(Set exercise A): In the post about laptop RAM, what is the maximum amount of RAM the example high-spec laptop can have?

----- Extracted text -----

Why do laptops have so little RAM?

My model of the computing world is that RAM is everything and everything should be (in) RAM. Yet if you look at high-end laptops they generally can’t be configured with more than 16 GB of RAM. Perhaps this is a limitation in Intel’s mobile chipsets, but, even if so, that just means that the folks at Intel have decided that laptops should have only 16 GB (about $125 worth), which leaves us with the same question of “Why?”

Example high-spec laptop: http://www.apple.com/macbook-pro/specs-retina/ ($3000 with 1 TB of PCIe SSD and yet just 16 GB of RAM max.)

Is RAM power-hungry? I wouldn’t have thought so compared to the screen backlight and what used to be a standard mechanical hard drive.

What’s the performance difference between RAM and PCIe flash storage (“PCIe SSD”)? Doesn’t running virtual memory result in a substantial performance hit compared to telling the operating system not to build a paging file? (maybe it doesn’t matter now that everyone has decided to run a tower of virtual machines, each of which in turn has virtual memory!)

Since processors aren’t giving us substantially more scalar performance it seems that a main way to benefit from Moore’s Law would be to have additional RAM. But the market isn’t developing in that direction. Why not?

34 thoughts on “Why do laptops have so little RAM?

  1. The problem isn’t really the CPU manufacturer. The high end chips are capable of supporting more. The problem is really memory density. 204-pin DDR3 memory does not come in sizes larger than 8GB and the manufacturers have decided to only provide 2 slots for memory. In the case of the rMBP, Apple ha soldered the memory to the main board.

  2. Because 2 to 4 g is more than enough to fit the entire working set necessary for your everyday tasks into ram. I do heavy duty compile work on an 8 g box and it seldom manages to fruitfully use most of that.

----- Entries provided -----

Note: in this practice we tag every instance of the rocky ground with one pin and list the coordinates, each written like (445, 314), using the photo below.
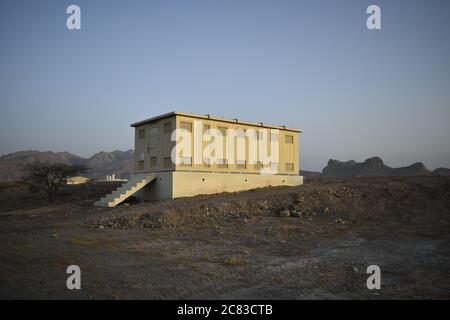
(313, 241)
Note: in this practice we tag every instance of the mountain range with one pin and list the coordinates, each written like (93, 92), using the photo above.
(374, 167)
(121, 163)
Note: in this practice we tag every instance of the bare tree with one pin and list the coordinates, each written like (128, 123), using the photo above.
(49, 177)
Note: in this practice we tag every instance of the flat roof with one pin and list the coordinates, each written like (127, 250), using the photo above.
(209, 117)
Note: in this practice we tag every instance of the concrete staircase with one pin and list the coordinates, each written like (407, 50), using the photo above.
(134, 184)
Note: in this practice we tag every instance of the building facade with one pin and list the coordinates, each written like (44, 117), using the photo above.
(235, 163)
(183, 155)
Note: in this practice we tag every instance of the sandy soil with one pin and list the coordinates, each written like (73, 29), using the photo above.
(233, 246)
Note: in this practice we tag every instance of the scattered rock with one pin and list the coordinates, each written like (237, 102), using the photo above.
(284, 213)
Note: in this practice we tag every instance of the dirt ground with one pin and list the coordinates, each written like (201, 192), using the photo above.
(232, 246)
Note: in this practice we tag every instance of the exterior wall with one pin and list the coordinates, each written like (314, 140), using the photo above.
(160, 189)
(288, 152)
(154, 145)
(177, 184)
(188, 184)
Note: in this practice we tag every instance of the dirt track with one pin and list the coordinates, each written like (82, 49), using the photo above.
(234, 245)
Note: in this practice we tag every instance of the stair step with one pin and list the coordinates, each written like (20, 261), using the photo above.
(125, 191)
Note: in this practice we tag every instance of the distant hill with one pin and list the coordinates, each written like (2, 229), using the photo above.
(376, 167)
(120, 163)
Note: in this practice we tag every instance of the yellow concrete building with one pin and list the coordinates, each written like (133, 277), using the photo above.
(182, 154)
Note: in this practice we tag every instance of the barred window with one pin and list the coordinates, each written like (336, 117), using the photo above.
(141, 134)
(289, 139)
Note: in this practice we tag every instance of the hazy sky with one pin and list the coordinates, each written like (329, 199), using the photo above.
(309, 64)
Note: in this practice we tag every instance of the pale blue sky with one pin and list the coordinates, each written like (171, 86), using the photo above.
(308, 64)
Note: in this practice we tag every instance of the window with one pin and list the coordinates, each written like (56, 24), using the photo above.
(274, 137)
(186, 126)
(167, 162)
(222, 163)
(187, 161)
(241, 164)
(168, 127)
(289, 139)
(141, 134)
(223, 131)
(153, 132)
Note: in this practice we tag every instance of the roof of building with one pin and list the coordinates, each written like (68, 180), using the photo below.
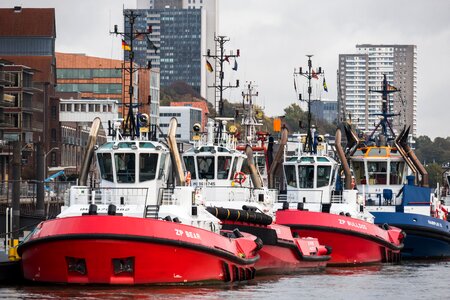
(27, 22)
(80, 61)
(199, 104)
(42, 65)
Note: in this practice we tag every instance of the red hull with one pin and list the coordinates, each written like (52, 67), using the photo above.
(109, 250)
(282, 253)
(353, 241)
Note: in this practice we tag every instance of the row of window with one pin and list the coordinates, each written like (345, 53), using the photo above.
(170, 114)
(96, 88)
(83, 107)
(88, 73)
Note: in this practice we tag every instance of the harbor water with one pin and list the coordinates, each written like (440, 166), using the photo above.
(408, 280)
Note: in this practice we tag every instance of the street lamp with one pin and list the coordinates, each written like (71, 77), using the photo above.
(45, 160)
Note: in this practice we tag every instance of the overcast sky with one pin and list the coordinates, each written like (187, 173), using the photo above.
(275, 36)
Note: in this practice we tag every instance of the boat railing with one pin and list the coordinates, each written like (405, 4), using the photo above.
(377, 199)
(166, 197)
(337, 198)
(108, 195)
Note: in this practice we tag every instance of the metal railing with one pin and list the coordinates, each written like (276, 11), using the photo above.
(109, 195)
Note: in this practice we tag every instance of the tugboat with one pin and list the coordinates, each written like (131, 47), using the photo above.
(317, 205)
(136, 228)
(386, 170)
(221, 170)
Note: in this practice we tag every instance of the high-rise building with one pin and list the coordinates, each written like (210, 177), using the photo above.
(362, 72)
(182, 30)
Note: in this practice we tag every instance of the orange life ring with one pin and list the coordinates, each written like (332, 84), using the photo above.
(239, 177)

-----

(Set exercise B): Identify every line in the source records that contains the string "water", and copy each such line. Case counts.

(Complete output A): 16 GB.

(Complete output B):
Note: in this practice we tag every instance of the harbor water with one pin and list the coordinates, each written like (440, 166), using the photo above.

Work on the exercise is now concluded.